Brief = Pick out each line of the records below that contains the word "ruined".

Provided data =
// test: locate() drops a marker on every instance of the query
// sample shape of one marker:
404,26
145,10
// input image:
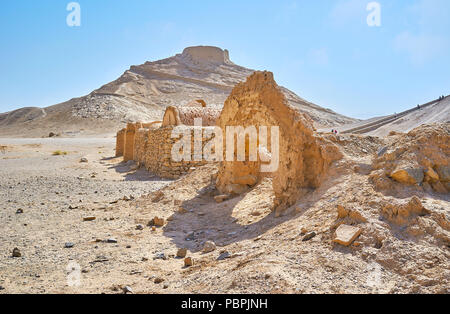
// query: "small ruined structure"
151,144
174,116
197,103
258,106
120,142
303,158
130,131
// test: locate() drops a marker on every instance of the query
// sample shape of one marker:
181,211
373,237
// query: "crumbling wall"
303,157
140,145
199,103
130,133
174,116
153,150
120,142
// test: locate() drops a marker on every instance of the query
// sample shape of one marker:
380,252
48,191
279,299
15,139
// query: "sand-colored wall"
130,132
120,142
153,150
303,158
174,116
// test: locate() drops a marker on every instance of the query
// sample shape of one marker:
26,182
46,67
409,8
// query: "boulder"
346,234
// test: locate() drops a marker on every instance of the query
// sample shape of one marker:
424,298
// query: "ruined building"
257,106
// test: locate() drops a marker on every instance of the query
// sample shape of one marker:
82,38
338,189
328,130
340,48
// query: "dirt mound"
436,111
303,159
419,158
20,116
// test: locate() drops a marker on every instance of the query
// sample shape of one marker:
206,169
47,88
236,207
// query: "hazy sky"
322,50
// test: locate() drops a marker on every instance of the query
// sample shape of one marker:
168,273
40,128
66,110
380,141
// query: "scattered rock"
221,198
16,253
157,196
188,262
209,246
382,151
431,175
157,222
127,290
400,214
444,173
160,255
346,234
190,236
408,176
223,256
246,180
309,236
139,227
182,253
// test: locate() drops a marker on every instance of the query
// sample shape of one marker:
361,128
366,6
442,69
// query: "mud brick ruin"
303,158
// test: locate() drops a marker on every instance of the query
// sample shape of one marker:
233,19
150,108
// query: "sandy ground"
55,193
256,252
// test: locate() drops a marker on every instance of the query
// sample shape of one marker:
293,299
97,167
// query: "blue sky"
322,50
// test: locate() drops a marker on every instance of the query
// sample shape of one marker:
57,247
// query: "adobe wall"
186,115
153,150
303,157
120,142
130,132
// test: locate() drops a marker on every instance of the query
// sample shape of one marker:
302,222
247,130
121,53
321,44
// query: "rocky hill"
435,111
144,91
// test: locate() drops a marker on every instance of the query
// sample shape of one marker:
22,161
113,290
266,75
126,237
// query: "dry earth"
264,253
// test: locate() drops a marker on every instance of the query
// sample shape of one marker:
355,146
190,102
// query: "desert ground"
45,199
362,211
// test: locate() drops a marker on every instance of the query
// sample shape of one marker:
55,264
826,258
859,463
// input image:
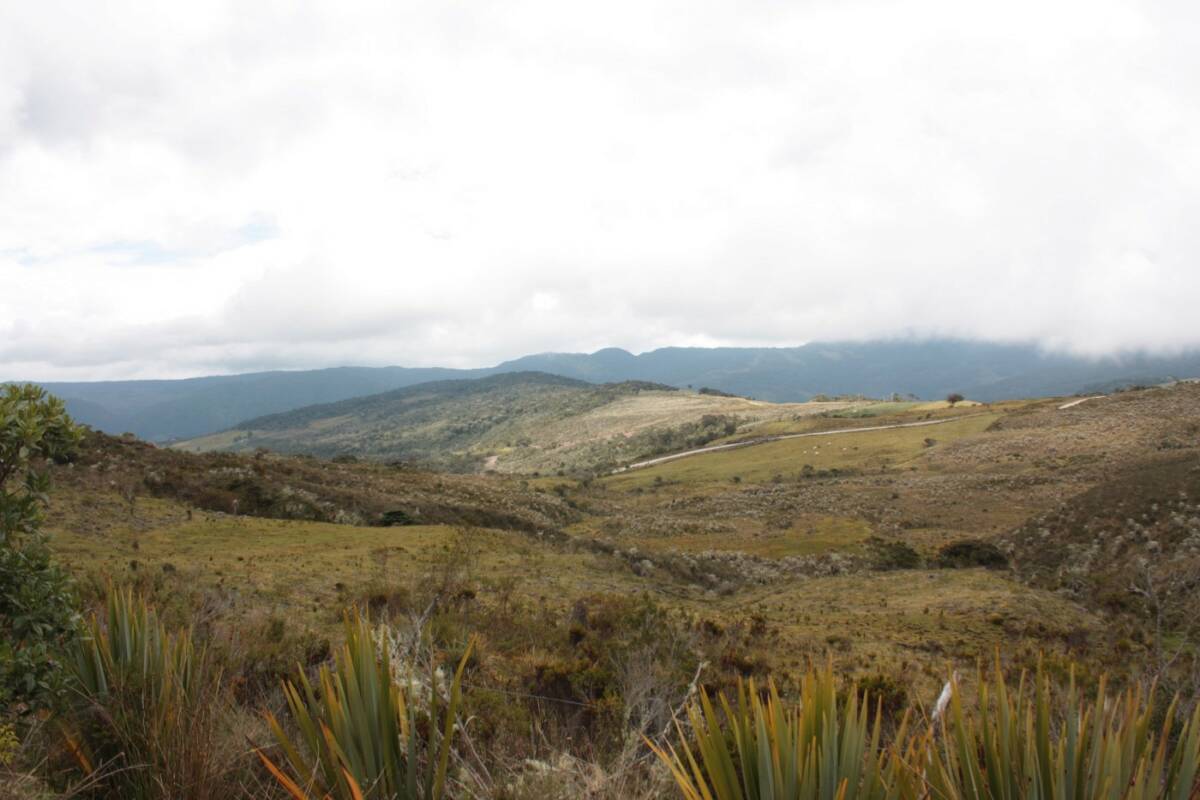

Answer to the task =
// query: "small ruined structure"
// query: "ruined building"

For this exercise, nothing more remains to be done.